> Task prompt
Return every record below exactly as given.
___
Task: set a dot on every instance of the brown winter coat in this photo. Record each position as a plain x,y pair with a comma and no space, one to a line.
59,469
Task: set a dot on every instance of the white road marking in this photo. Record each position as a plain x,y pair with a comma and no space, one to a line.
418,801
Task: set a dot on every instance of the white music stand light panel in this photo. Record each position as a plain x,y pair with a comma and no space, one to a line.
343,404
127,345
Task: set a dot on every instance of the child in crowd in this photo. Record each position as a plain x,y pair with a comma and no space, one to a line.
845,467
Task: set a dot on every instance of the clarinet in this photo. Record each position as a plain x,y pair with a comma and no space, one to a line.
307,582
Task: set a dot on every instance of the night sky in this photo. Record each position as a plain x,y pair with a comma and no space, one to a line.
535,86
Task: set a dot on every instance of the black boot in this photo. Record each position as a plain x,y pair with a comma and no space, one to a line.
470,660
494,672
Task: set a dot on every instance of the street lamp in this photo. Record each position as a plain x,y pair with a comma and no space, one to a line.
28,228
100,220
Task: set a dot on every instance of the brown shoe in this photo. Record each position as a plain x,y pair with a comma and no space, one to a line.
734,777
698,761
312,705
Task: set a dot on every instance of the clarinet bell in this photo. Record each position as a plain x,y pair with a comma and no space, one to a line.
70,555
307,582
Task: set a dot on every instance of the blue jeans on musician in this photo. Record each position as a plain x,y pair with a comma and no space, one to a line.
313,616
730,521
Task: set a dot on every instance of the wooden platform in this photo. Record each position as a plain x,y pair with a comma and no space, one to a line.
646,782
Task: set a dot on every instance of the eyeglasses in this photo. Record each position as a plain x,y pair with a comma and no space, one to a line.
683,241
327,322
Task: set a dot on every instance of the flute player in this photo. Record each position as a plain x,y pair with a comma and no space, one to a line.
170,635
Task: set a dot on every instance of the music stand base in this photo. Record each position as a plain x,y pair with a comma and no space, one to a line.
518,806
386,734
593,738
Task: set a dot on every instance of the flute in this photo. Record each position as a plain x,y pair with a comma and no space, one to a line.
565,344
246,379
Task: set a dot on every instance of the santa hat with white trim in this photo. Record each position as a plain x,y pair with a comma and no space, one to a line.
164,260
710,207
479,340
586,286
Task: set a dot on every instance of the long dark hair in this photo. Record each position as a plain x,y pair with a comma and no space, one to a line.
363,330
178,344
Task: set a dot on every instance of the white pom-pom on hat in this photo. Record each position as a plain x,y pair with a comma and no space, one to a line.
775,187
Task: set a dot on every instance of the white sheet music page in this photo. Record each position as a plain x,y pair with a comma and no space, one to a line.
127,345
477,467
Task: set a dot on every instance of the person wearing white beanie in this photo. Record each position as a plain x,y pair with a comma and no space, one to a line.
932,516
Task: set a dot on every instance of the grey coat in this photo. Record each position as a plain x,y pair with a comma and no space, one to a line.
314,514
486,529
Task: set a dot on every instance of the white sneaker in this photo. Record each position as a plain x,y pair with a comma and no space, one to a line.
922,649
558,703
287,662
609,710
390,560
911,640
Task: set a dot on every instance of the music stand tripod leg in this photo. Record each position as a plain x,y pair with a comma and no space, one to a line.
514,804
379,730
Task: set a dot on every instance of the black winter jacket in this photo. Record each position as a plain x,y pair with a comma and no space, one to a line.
___
> Answer space
Task: set a dot on every instance of the brown winter coat in this photo. Record each position as a plain x,y pair with a comma and no space, one to a line.
59,469
Task: set a dot on every instance of the white road marking in this photo. Record each position as a plain x,y pair with a comma and no space, one to a line.
418,801
Task: set a dot on every instance of the white music stand light panel in this photo. Record each position as a plain x,y pair with a comma and no space, one to a line.
343,404
127,345
Task: set a dot on every instance of the child in crowd in this photo. Record each position as a plain x,y pair with a comma and no space, one to a line.
845,467
Task: set a dot on every instance of the clarinet in this photo. Record each position as a plain x,y pair with a comma and no space, one to a line.
307,582
Task: set a dot on every instance of the night sky in this photo. Record each position as a plain x,y pair with a comma and no space, one to a line.
535,86
Task: set a dot on every instance of the black boot in this photo. Record each position as a plain x,y pair with a comma and no space, one to a line.
470,660
494,672
Task: set a dot on every instance of the street lamp in this photo. Record each position as a plain x,y pair with a comma and no space, one to a line.
28,228
100,220
Task: set a dot on every instance of the brown shoe in this photo. Record each position as a plain x,y pair with a comma and no space, one to a line.
734,777
698,761
312,705
Task: set a dot on every instance of the clarinet bell in this photo. Record each position as a plain x,y pair with a comma and no space, one to a line.
70,555
307,582
Task: set a dot on every instance of the blue jeans on musician in this photo. Record each position as a plain x,y pair with a comma and no space, one to a line.
313,616
730,521
Task: set a dot on every instance of the wooden platform in this photo. Record each position as a plain x,y pair with a comma and no space, one to a line.
646,782
Task: set a dot on every instance of the eyeglasses in this photo. Record each position as a plain x,y pair with a comma and no space, one to a line.
683,241
327,322
Task: set a dot on every instance of the flute player in this photo. Record each position as a plain x,y pair with a comma and no space, one to a line.
170,635
Task: set a dot on every instance of the music stand base in this photo. Record each position as a plain x,y pair with a comma and no space, one to a line.
518,806
386,734
593,738
Task: set a dot on every instance of the flute in this photo. Record each position as a plain x,y pair with a comma and no space, one to a line.
565,344
246,379
Task: set a dot on every instance of the santa hat with white trim in this photo. Record each position as a plain x,y pair with a comma and no space, one to a line.
164,260
710,207
479,340
586,286
Task: set a dot on every instance of the long dark hair in this photo. Record each position as a plain x,y pair with a comma and no space, one to a line.
363,330
178,344
Task: set a dot on every instance of the white pom-pom on hat in this photo. Record each position as a plain x,y pair with a comma and no space, one to a line.
775,187
Task: set a dot on every instance of the white sheet music page in this photo. Record each position as a plain x,y pair with a comma and no space, one to a line.
127,345
477,467
Task: set a dot on every instance of the person wearing white beanie in this photo. Record each position as a plain x,y pair with a comma and no space, one to a line.
932,516
Task: set a dot on every instance of the grey coat in this photo. Record each position as a plain x,y pair with a comma and no space, one to a line.
314,514
486,529
Task: set a dot on every instance of the white sneaker in this photo. Record each position as a plain x,y pair with a comma and no space, one to a line.
922,649
558,703
287,662
609,710
390,560
911,640
Task: set a dot on every instance of the music stand tripod leg in this photo. Record each position as a plain x,y pair with a comma and no space, one to a line.
514,804
379,730
Task: set a dot on every instance of the black winter jacket in this photo. Record each position as a plain x,y pair with a comma and no space, one to a line.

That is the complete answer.